▶ Task statement
Reproduce the section of the material that begins with the line containing "chairlift cable, one" and ends with the line containing "[[139, 803]]", including both of those lines, and leave out everything else.

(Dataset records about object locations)
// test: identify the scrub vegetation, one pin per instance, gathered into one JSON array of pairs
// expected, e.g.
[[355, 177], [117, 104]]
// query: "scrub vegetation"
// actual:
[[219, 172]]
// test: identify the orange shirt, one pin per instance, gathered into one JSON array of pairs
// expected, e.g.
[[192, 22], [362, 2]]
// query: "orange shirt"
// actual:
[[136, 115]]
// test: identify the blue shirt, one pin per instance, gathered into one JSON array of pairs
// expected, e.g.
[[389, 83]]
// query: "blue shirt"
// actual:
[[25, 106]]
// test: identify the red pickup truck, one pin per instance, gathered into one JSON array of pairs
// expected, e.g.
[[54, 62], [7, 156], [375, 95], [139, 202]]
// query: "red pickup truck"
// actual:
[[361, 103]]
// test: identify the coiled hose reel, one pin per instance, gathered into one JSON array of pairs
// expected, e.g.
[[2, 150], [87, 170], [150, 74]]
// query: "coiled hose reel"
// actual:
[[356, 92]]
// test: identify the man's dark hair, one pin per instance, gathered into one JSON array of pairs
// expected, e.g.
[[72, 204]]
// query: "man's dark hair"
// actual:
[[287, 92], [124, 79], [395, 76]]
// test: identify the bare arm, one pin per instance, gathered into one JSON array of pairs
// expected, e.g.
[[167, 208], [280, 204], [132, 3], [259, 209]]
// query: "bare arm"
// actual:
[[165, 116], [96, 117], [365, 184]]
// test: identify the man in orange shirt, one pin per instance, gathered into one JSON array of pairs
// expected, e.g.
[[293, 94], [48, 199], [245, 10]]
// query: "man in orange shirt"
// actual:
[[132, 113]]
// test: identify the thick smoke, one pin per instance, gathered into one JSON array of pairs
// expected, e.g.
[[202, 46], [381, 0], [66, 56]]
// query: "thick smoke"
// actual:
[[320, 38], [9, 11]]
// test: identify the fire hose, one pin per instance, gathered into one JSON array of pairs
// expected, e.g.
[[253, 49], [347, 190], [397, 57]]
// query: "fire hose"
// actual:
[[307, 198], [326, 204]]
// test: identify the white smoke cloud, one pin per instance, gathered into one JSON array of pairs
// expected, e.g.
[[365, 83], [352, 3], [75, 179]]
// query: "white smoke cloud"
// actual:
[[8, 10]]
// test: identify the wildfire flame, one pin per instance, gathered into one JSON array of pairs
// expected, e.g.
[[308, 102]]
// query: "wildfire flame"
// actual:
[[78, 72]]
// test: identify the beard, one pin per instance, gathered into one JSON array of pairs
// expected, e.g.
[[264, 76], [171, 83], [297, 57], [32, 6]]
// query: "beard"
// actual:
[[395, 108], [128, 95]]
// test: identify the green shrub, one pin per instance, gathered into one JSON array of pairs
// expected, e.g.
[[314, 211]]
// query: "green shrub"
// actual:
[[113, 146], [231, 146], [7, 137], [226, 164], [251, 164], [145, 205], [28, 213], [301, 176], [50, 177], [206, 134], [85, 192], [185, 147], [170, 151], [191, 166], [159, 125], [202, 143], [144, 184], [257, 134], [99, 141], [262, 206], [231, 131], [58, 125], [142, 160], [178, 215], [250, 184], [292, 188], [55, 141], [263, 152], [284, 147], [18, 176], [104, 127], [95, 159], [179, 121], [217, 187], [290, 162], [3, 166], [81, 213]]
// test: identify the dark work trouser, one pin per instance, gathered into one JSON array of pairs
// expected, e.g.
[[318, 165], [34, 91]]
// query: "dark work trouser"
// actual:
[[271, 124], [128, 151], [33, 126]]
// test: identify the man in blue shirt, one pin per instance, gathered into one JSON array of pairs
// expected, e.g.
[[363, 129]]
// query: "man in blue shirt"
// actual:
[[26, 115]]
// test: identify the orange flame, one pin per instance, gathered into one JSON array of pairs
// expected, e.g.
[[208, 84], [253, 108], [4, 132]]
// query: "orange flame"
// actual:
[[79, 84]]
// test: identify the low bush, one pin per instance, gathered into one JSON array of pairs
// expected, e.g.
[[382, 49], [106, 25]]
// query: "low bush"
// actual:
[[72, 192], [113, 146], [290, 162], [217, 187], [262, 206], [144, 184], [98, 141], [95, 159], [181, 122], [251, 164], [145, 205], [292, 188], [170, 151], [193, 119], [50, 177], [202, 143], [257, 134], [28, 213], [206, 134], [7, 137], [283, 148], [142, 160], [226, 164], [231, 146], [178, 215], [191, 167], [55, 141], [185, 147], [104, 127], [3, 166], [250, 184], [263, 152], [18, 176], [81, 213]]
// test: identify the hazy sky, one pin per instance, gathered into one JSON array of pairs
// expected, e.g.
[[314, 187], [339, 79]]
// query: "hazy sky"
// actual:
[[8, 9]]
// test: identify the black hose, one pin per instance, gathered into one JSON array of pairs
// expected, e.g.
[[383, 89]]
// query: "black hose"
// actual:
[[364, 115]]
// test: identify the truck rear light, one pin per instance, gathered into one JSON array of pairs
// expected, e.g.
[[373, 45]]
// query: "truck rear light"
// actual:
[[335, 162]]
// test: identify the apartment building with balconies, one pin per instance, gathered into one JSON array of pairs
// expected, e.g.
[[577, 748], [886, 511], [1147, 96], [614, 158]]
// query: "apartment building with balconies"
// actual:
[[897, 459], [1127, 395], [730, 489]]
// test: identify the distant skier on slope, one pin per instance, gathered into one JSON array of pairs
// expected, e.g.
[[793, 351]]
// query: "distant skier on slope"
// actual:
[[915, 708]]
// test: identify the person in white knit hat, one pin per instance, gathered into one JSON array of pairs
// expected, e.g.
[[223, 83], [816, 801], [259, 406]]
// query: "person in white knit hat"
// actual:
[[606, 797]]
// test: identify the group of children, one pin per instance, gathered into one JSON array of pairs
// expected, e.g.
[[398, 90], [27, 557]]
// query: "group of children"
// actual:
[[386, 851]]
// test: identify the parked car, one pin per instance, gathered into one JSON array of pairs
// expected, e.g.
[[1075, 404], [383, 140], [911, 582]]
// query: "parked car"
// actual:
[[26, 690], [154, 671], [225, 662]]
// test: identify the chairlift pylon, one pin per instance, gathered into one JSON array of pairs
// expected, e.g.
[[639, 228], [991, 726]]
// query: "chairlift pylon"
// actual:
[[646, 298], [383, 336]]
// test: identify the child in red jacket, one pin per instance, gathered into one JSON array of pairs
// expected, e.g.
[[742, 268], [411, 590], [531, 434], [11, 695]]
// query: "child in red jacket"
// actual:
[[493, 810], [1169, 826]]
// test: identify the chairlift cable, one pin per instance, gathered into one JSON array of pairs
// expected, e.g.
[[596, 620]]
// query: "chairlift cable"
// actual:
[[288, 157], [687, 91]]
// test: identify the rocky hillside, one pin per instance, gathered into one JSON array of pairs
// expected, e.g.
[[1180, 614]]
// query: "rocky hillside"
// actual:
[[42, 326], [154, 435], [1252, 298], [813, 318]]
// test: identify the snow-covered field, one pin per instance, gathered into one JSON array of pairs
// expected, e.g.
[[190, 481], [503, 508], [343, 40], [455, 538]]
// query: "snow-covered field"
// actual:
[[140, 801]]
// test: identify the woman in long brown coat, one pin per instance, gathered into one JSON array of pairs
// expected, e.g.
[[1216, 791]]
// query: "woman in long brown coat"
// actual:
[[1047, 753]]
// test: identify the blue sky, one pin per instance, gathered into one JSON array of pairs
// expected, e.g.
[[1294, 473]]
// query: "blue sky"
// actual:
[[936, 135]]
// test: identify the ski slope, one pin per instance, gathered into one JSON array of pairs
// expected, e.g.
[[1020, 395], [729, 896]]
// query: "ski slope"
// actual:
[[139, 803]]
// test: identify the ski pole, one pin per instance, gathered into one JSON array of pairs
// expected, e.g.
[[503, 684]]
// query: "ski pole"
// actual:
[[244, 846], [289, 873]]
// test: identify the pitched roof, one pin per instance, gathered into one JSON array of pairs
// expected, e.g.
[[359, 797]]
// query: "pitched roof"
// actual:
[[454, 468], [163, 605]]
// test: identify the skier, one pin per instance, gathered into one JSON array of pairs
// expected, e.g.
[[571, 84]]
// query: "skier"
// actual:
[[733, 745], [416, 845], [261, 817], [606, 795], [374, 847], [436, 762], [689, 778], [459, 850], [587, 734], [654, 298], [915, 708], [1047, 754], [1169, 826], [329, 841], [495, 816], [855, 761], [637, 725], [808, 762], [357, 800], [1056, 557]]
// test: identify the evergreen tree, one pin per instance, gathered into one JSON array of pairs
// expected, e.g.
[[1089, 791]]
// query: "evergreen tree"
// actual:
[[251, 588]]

▶ Result for this exercise
// test: identify the chairlift cable, one pin per instance, gathered into one JSON array of pairs
// expected, e.g.
[[596, 620]]
// query: "chairlift cable"
// actual:
[[288, 157], [687, 91]]
// test: identify the rocky hillside, one pin per instance, gathered into one JSON array of pairs
// expected, e.g.
[[1180, 614]]
// query: "rocky hillside"
// actual:
[[42, 326], [154, 435], [1252, 298], [813, 318]]
// test: identify the snow-covered field, one pin per instance, gathered into one JSON array of pairs
// expected, e.g.
[[190, 481], [503, 508], [343, 40], [455, 538]]
// query: "snow-covered field"
// actual:
[[140, 801]]
// test: identify the woman in long brown coat, one pin per instance, gathered into one JSON array of pairs
// expected, e.g.
[[1216, 791]]
// query: "woman in long brown coat"
// actual:
[[1047, 753]]
// test: identify the blue sky, one pin per instance, gathered into one JSON array of pairs
// expected, e.g.
[[1294, 473]]
// query: "blue sky"
// actual:
[[936, 135]]
// test: identify the ski slope, one pin per instance, gathered into one JSON array of pairs
// expected, e.g.
[[1020, 395], [729, 896]]
// query: "ski slope"
// actual:
[[139, 803]]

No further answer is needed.